━━ LISTING ━━

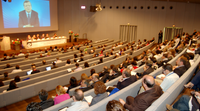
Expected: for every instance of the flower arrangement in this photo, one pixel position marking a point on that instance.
(70, 32)
(17, 41)
(76, 35)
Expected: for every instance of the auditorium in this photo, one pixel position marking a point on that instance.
(99, 55)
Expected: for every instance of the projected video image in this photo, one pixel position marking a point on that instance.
(26, 13)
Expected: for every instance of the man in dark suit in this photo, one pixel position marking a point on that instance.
(28, 17)
(85, 85)
(43, 95)
(126, 79)
(180, 69)
(142, 101)
(148, 67)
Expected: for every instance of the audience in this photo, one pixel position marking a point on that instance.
(77, 67)
(142, 101)
(186, 103)
(126, 79)
(34, 106)
(100, 91)
(34, 70)
(17, 79)
(17, 69)
(12, 85)
(61, 95)
(58, 60)
(95, 78)
(78, 104)
(114, 105)
(43, 95)
(73, 83)
(5, 77)
(1, 83)
(68, 62)
(180, 69)
(54, 65)
(86, 65)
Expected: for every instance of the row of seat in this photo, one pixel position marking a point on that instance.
(91, 92)
(102, 104)
(49, 60)
(61, 66)
(21, 62)
(31, 90)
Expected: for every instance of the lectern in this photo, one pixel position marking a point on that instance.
(5, 43)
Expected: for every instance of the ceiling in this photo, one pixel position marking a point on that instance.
(185, 1)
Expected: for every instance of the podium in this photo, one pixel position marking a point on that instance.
(5, 43)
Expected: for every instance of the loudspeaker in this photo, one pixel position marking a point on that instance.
(92, 8)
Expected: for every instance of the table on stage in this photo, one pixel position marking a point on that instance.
(44, 42)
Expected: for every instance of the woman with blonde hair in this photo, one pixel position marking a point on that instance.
(61, 95)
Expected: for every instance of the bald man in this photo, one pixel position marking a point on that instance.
(142, 101)
(78, 104)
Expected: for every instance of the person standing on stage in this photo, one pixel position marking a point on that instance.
(160, 36)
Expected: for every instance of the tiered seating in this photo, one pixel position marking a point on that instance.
(91, 92)
(38, 83)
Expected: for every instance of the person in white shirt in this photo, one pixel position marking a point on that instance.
(77, 67)
(78, 104)
(58, 60)
(17, 69)
(169, 79)
(21, 54)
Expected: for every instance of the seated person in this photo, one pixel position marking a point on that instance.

━━━

**AIM OF THE EXERCISE:**
Repeat exactly, and only, the lines of the records above, starting with the line that contains "Expected: for every instance of the audience" and ending with the final line, both included.

**PROBLEM SOLUTION:**
Expected: for every instance of the audience in this photo, one pixel position marking a point on that instance.
(77, 67)
(142, 101)
(186, 103)
(126, 79)
(34, 106)
(100, 91)
(34, 70)
(17, 79)
(17, 69)
(12, 85)
(61, 95)
(58, 60)
(95, 78)
(78, 104)
(114, 105)
(43, 95)
(73, 83)
(5, 77)
(1, 83)
(68, 62)
(180, 69)
(54, 65)
(86, 65)
Expected: for every instance of the row of seat in this photo, one pixel position marking a point on that instance.
(91, 92)
(102, 104)
(49, 60)
(61, 66)
(21, 62)
(31, 90)
Expected: for every instance of the lectern in this photo, one pixel position marking a point on that instance.
(5, 43)
Expected: for every instance of the ceiling in this photo, one pixel position marking a point on that instance.
(185, 1)
Expected: for every instance of the podium in this photo, one pixel position marking a point on that instance.
(5, 43)
Expected: for every instance of the loudspeaker in this photo, one pixel position marking a point on that instance.
(92, 8)
Expected: for every instance of the table on stage in this photo, one pixel position marking a point on that instance.
(44, 42)
Expected: for every instance of the woman with blonde hair in this photo, one pixel position marking a point on that instance.
(61, 95)
Expected: for every instance of the bald man in this photo, one pixel position marking a point on that instance.
(142, 101)
(78, 104)
Expected: for every instance of the person standing on stage in this photo, one pixel position marking a point on that instance.
(160, 36)
Expected: for every instance of the tiered seating in this photo, one pixel position marking a point on that instance.
(91, 92)
(38, 83)
Expected: for every instance of the person in white shirt in this photo, one pixel position marking a point on that instance.
(77, 67)
(78, 104)
(58, 60)
(17, 69)
(169, 79)
(21, 54)
Expected: for every instance of the seated person in this photo, one pixel position marking a point on that instance.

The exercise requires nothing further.